### [DATASET]
— Start —

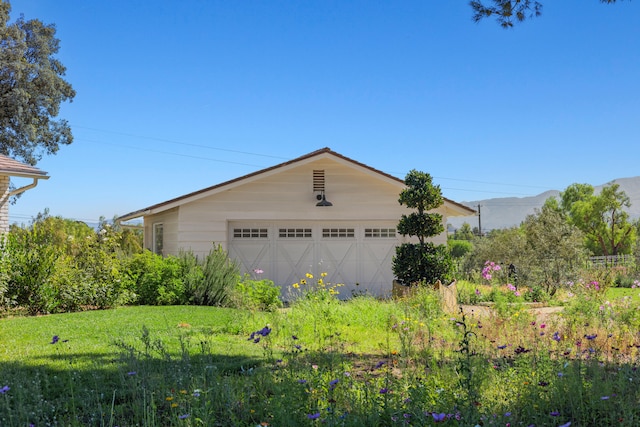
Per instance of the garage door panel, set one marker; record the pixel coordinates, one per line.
(251, 255)
(292, 261)
(376, 266)
(350, 253)
(340, 261)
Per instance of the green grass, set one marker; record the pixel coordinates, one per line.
(619, 293)
(324, 362)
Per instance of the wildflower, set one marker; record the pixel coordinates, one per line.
(438, 417)
(265, 331)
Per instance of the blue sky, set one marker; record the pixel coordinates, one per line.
(175, 96)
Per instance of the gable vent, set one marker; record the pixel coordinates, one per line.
(318, 180)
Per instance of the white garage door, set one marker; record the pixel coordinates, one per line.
(357, 255)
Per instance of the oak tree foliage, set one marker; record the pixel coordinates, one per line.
(32, 88)
(508, 12)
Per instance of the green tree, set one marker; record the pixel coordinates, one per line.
(602, 218)
(507, 12)
(554, 251)
(464, 232)
(31, 89)
(422, 262)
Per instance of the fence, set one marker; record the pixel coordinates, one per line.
(612, 261)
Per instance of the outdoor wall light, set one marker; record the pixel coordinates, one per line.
(323, 200)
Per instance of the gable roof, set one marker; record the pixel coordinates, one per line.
(321, 153)
(12, 167)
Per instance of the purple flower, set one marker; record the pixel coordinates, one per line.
(265, 331)
(438, 417)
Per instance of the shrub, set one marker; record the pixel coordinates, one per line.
(220, 277)
(258, 294)
(31, 262)
(156, 280)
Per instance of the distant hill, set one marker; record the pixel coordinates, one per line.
(507, 212)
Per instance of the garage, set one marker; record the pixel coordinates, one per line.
(356, 254)
(321, 212)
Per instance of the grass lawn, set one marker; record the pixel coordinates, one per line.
(320, 362)
(620, 293)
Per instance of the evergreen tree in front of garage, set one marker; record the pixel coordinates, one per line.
(423, 262)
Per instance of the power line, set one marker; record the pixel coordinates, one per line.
(182, 143)
(279, 158)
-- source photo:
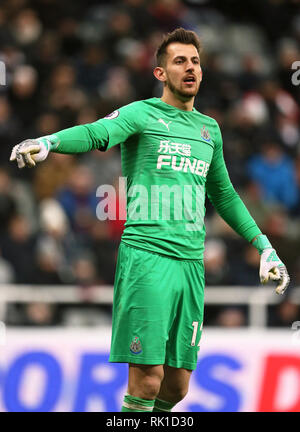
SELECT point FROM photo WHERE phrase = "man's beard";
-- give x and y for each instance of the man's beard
(179, 93)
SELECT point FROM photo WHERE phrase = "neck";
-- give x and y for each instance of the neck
(172, 99)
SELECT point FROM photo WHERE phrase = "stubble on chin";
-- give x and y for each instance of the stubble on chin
(180, 93)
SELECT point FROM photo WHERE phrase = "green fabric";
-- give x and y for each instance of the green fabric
(136, 404)
(79, 139)
(158, 309)
(261, 243)
(162, 406)
(170, 159)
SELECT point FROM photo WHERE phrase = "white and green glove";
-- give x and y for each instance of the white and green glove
(30, 151)
(271, 267)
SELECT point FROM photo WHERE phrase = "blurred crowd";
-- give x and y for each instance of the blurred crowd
(71, 63)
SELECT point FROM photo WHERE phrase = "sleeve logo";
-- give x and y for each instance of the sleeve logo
(112, 115)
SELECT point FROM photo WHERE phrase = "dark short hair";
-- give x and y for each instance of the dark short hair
(180, 35)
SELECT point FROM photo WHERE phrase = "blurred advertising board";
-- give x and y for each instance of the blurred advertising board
(67, 370)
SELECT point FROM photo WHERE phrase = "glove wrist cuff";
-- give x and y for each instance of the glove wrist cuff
(261, 243)
(51, 142)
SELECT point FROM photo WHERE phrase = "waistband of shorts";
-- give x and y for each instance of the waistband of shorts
(199, 260)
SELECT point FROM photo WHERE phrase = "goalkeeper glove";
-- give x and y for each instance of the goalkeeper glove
(271, 267)
(30, 151)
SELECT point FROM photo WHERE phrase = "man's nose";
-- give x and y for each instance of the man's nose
(190, 66)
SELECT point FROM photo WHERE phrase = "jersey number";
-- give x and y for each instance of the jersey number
(196, 325)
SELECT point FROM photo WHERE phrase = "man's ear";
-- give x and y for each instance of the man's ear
(159, 74)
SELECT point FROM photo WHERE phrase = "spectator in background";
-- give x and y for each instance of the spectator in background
(274, 172)
(18, 247)
(79, 201)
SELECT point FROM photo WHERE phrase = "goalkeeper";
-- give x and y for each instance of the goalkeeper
(166, 146)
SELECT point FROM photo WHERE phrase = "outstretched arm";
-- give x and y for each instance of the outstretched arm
(101, 134)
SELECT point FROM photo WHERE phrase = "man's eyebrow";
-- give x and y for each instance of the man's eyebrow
(184, 58)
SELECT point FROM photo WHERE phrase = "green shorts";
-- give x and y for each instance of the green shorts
(157, 309)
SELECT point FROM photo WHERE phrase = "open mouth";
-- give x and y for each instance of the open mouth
(189, 80)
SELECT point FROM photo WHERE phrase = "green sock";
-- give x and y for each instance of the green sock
(162, 406)
(135, 404)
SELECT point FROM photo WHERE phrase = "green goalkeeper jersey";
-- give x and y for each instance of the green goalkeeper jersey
(170, 158)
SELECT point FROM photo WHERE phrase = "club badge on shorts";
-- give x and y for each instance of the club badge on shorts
(136, 346)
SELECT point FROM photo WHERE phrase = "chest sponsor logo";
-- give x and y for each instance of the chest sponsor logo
(205, 134)
(164, 123)
(177, 156)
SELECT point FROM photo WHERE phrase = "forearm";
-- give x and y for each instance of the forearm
(79, 139)
(232, 209)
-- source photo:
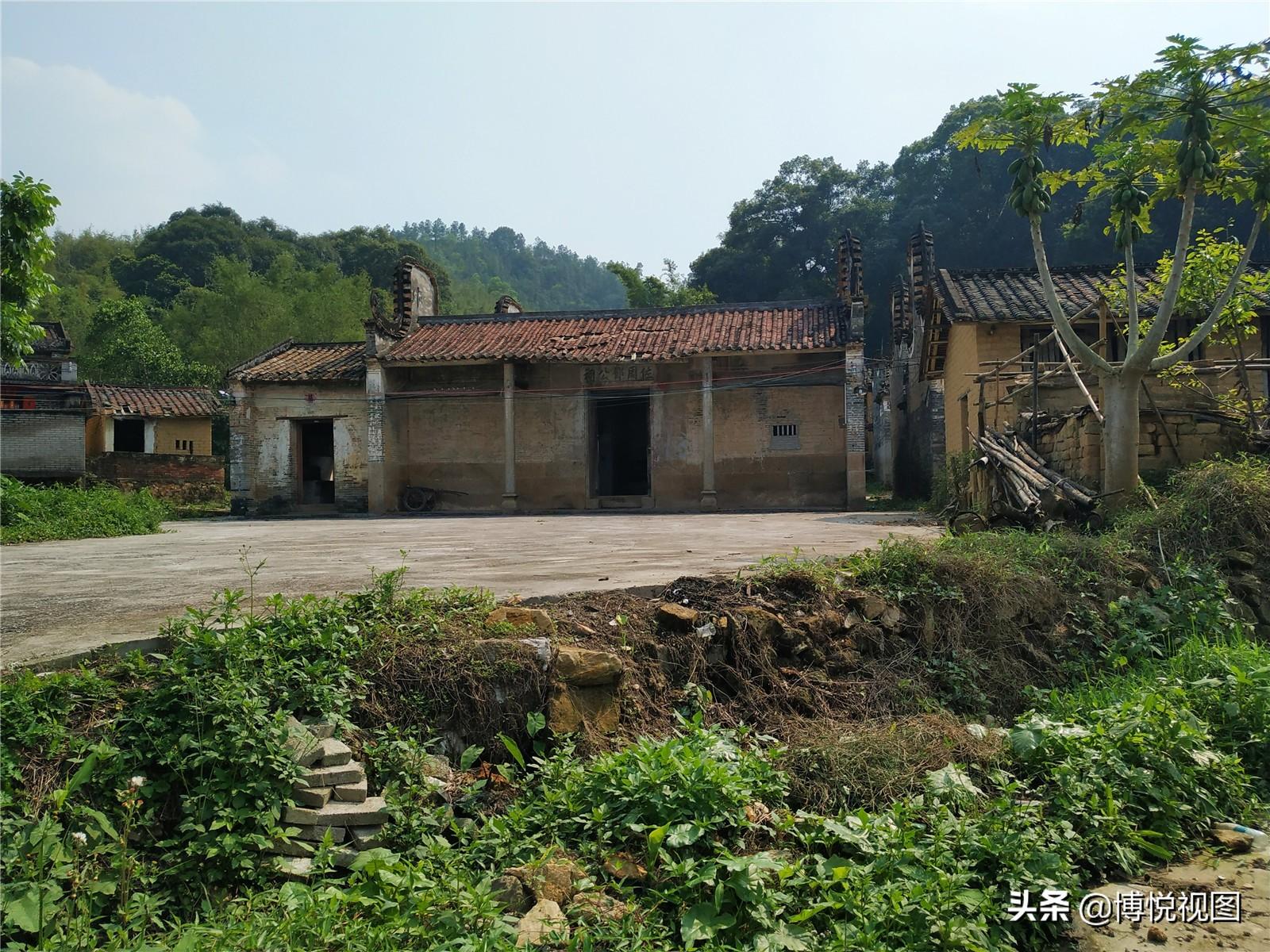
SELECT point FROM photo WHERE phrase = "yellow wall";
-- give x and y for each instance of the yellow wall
(171, 429)
(168, 432)
(971, 344)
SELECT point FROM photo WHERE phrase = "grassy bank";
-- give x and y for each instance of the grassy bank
(44, 513)
(1007, 711)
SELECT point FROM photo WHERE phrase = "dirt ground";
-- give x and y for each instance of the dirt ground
(1246, 873)
(63, 598)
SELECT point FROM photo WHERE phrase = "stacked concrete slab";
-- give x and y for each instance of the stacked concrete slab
(330, 799)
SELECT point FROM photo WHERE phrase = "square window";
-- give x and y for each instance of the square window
(785, 436)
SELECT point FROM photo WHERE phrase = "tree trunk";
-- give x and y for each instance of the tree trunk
(1121, 437)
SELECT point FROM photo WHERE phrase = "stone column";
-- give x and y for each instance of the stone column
(510, 437)
(709, 501)
(854, 416)
(378, 498)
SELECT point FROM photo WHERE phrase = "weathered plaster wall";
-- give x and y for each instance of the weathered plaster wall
(444, 428)
(171, 429)
(756, 470)
(444, 431)
(262, 442)
(42, 443)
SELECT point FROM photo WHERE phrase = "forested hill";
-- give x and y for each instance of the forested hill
(484, 266)
(182, 302)
(780, 241)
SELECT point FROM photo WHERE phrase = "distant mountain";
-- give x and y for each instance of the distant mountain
(484, 266)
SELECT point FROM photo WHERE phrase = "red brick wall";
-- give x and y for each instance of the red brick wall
(167, 475)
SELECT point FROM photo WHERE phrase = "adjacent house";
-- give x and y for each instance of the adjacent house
(976, 348)
(734, 406)
(42, 413)
(158, 438)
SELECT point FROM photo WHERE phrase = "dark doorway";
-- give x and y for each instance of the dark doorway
(317, 463)
(130, 436)
(620, 443)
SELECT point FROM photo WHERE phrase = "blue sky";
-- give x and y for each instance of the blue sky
(622, 131)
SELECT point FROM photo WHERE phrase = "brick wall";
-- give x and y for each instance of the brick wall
(167, 475)
(42, 444)
(1075, 450)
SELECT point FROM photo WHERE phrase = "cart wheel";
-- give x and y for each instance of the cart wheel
(418, 499)
(967, 520)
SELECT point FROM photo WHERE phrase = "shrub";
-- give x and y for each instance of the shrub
(1208, 508)
(41, 513)
(1132, 770)
(679, 790)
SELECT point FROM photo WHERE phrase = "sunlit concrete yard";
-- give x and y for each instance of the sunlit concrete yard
(61, 598)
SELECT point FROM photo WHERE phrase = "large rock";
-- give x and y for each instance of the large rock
(825, 625)
(520, 617)
(334, 753)
(573, 708)
(520, 653)
(873, 606)
(315, 797)
(556, 880)
(541, 924)
(511, 894)
(675, 617)
(332, 776)
(374, 810)
(1233, 841)
(583, 668)
(305, 749)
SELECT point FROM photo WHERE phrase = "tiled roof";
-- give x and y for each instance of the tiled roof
(291, 362)
(54, 340)
(1015, 294)
(649, 334)
(152, 401)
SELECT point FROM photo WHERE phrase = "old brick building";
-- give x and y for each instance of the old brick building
(158, 438)
(55, 428)
(44, 412)
(950, 328)
(738, 406)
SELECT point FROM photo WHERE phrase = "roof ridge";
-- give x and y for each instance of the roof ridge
(1070, 268)
(596, 314)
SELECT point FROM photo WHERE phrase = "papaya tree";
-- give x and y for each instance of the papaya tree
(25, 216)
(1195, 125)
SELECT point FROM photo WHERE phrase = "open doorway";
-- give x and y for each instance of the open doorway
(130, 436)
(620, 443)
(317, 463)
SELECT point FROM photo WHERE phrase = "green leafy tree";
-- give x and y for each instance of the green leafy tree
(126, 346)
(781, 243)
(1198, 124)
(545, 278)
(671, 290)
(1210, 266)
(25, 216)
(241, 313)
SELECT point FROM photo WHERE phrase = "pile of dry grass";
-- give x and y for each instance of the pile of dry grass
(845, 765)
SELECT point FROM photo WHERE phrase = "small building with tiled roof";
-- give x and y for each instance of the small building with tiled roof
(42, 413)
(952, 329)
(732, 405)
(158, 438)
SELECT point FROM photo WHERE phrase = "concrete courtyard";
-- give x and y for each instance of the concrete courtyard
(63, 598)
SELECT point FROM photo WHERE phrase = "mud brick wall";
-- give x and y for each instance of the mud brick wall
(42, 444)
(167, 475)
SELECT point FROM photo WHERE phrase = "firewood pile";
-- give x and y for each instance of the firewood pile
(1026, 492)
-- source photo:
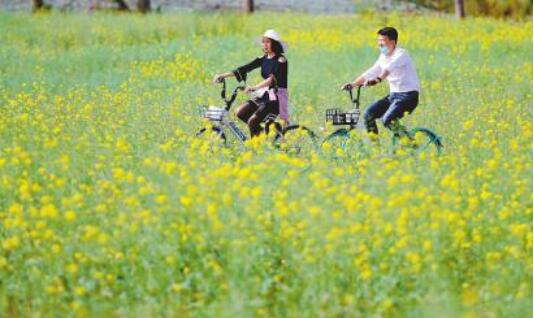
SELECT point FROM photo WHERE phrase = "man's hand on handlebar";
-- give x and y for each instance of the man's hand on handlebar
(372, 82)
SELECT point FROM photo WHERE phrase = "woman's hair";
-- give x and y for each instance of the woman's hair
(390, 32)
(276, 47)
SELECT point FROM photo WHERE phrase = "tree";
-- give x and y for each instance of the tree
(143, 6)
(248, 6)
(460, 10)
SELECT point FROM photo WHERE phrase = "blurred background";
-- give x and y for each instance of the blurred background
(497, 8)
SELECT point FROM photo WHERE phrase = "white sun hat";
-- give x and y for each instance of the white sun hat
(273, 35)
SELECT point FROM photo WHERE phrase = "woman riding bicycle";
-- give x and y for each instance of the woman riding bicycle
(272, 97)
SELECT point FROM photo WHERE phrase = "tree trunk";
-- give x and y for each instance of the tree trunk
(121, 5)
(460, 10)
(37, 5)
(248, 6)
(143, 6)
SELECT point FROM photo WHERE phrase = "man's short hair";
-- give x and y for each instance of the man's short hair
(390, 32)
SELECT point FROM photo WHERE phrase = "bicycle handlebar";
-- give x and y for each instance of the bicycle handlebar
(355, 101)
(230, 101)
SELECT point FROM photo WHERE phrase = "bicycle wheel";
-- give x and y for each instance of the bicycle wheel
(296, 139)
(336, 142)
(418, 140)
(212, 135)
(274, 129)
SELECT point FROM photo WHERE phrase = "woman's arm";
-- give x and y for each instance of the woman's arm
(241, 72)
(219, 77)
(265, 83)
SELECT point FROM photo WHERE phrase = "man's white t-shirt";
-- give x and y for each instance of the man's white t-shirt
(402, 76)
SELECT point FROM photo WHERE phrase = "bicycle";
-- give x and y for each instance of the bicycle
(220, 121)
(417, 140)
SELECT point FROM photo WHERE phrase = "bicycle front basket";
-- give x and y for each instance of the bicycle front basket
(338, 117)
(215, 113)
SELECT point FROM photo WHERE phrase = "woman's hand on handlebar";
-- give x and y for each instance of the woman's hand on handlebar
(249, 89)
(218, 78)
(347, 87)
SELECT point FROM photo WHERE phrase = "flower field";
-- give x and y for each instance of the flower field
(111, 207)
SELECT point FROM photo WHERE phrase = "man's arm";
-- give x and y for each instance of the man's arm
(371, 73)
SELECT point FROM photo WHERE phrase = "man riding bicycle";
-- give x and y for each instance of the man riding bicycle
(395, 65)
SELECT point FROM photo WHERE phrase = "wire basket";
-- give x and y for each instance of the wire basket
(213, 113)
(338, 117)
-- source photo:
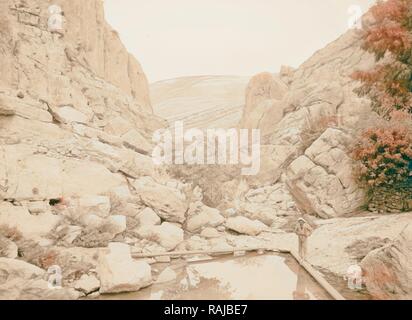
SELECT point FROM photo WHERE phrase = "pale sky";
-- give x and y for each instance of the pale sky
(175, 38)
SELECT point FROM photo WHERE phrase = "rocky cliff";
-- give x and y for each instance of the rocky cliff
(200, 102)
(306, 117)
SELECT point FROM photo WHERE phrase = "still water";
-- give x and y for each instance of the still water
(251, 277)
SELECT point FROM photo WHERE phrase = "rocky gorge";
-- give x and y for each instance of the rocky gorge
(80, 194)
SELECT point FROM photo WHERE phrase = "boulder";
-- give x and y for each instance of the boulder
(12, 268)
(167, 275)
(30, 226)
(165, 201)
(388, 270)
(68, 115)
(96, 205)
(167, 235)
(118, 272)
(8, 249)
(147, 217)
(208, 217)
(210, 233)
(246, 226)
(87, 284)
(321, 181)
(135, 141)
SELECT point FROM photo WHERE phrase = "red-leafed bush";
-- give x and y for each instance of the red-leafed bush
(389, 38)
(385, 155)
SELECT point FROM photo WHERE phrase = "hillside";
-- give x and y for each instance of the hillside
(201, 102)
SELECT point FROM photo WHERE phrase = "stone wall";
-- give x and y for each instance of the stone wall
(391, 199)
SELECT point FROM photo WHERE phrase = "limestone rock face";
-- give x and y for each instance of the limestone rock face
(167, 235)
(246, 226)
(22, 281)
(207, 217)
(166, 202)
(67, 99)
(268, 203)
(322, 181)
(388, 270)
(263, 93)
(332, 245)
(30, 226)
(118, 272)
(304, 120)
(148, 218)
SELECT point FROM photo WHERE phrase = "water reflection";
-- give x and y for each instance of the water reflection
(265, 277)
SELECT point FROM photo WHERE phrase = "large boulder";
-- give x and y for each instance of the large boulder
(207, 217)
(32, 227)
(321, 181)
(147, 217)
(20, 280)
(388, 270)
(118, 272)
(266, 204)
(262, 94)
(167, 235)
(246, 226)
(167, 202)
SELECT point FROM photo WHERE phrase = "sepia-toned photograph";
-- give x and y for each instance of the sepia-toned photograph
(205, 150)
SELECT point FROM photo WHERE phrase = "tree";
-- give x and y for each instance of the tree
(385, 155)
(389, 38)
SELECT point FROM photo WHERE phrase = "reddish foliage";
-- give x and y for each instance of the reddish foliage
(385, 155)
(389, 84)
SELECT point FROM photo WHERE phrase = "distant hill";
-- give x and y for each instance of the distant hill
(201, 101)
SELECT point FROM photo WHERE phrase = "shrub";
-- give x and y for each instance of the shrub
(385, 156)
(389, 83)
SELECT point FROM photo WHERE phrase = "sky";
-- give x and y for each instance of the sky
(176, 38)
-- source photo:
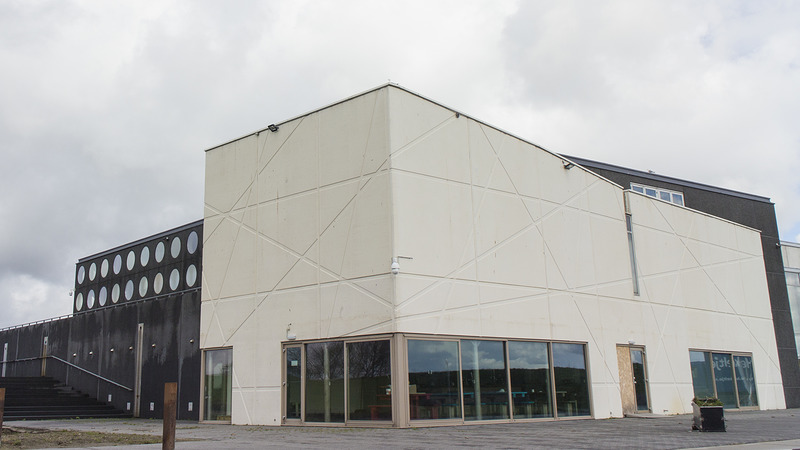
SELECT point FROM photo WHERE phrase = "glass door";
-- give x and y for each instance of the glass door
(639, 371)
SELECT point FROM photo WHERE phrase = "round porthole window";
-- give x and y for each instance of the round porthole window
(102, 296)
(158, 283)
(174, 279)
(115, 293)
(144, 257)
(129, 290)
(131, 260)
(143, 287)
(117, 264)
(175, 248)
(191, 275)
(191, 243)
(159, 252)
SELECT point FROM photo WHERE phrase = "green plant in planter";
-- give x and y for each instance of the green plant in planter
(708, 401)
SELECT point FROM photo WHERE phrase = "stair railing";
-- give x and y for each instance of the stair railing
(99, 377)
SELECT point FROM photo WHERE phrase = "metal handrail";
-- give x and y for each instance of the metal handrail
(100, 377)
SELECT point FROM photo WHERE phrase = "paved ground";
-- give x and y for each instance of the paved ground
(770, 429)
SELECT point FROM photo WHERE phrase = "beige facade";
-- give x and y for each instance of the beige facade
(302, 225)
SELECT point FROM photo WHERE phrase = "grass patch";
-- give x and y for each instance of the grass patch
(14, 438)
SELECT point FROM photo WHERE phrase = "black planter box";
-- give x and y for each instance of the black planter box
(708, 418)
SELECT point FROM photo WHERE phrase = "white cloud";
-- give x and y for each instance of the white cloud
(105, 107)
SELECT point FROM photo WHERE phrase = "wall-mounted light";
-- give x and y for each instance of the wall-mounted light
(289, 335)
(396, 264)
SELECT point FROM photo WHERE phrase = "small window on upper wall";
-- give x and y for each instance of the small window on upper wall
(662, 194)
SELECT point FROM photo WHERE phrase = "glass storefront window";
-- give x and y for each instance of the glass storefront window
(530, 379)
(726, 376)
(218, 384)
(325, 382)
(483, 372)
(293, 382)
(723, 379)
(433, 380)
(702, 378)
(745, 380)
(571, 381)
(369, 381)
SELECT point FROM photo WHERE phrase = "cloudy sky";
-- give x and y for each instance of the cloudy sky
(106, 107)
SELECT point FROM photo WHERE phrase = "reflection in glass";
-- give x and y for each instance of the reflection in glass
(175, 249)
(131, 260)
(702, 376)
(723, 379)
(159, 251)
(293, 382)
(129, 290)
(571, 382)
(369, 384)
(325, 382)
(102, 296)
(433, 380)
(158, 283)
(191, 243)
(143, 287)
(115, 293)
(483, 372)
(639, 379)
(218, 384)
(745, 381)
(530, 379)
(191, 275)
(144, 256)
(793, 288)
(174, 279)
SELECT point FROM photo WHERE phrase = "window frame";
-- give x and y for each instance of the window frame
(347, 422)
(659, 193)
(731, 355)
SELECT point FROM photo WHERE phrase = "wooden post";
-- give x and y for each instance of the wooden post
(170, 413)
(2, 410)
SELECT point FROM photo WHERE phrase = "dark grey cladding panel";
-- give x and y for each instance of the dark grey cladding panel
(162, 264)
(86, 340)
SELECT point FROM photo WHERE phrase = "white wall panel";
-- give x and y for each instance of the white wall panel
(301, 226)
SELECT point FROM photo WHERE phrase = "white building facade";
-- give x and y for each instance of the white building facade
(388, 261)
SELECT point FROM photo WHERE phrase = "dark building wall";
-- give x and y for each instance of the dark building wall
(101, 336)
(170, 352)
(752, 211)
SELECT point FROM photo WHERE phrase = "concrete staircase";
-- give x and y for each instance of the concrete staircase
(39, 398)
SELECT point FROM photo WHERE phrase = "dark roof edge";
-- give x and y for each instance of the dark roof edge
(652, 176)
(307, 114)
(139, 241)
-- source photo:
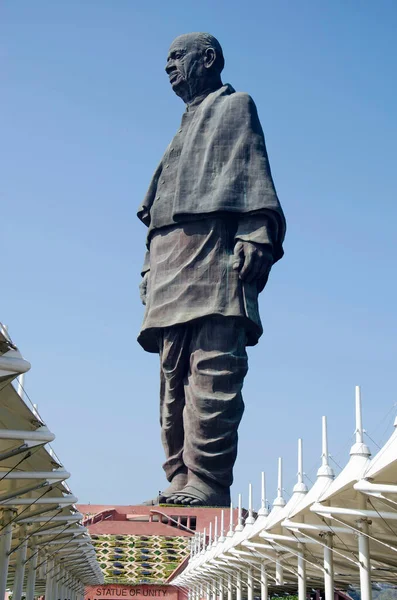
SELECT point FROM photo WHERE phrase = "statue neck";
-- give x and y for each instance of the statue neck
(200, 96)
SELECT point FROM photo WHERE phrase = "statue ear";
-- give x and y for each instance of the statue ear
(209, 57)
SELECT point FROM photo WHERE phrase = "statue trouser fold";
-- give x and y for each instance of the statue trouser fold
(203, 365)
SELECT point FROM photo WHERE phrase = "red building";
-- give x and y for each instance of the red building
(140, 547)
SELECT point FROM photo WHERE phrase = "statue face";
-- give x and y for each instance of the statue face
(186, 66)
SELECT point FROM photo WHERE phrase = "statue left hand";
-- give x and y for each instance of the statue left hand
(253, 261)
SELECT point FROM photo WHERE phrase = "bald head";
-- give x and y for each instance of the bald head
(194, 64)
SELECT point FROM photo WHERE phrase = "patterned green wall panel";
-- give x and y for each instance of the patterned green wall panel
(133, 559)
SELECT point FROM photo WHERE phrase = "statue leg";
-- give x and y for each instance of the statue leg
(174, 364)
(213, 410)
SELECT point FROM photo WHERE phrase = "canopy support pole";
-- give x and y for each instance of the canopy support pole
(5, 547)
(264, 582)
(365, 561)
(20, 565)
(328, 568)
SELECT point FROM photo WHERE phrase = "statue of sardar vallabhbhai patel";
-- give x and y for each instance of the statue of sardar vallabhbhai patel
(215, 228)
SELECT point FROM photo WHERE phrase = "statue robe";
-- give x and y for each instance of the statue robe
(212, 187)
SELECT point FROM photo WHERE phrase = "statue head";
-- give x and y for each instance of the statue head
(194, 65)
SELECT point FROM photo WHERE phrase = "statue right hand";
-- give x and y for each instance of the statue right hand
(143, 287)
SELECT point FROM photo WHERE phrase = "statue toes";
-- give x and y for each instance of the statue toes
(195, 502)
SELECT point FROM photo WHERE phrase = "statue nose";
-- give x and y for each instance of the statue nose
(169, 67)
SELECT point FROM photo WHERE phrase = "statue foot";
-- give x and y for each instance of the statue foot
(178, 482)
(199, 492)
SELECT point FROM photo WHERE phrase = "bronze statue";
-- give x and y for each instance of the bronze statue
(215, 228)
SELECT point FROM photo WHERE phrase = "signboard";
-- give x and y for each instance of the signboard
(138, 592)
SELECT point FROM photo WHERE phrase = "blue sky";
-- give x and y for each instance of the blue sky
(86, 113)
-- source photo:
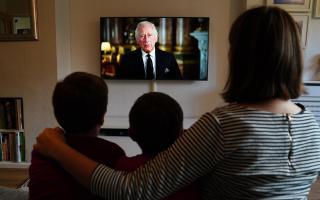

— End —

### [WHAT THE TASK ASKS]
Count the lines in the rows above that contain the word "trouser", treating case as significant, and give only the number.

### [WORKED ANSWER]
2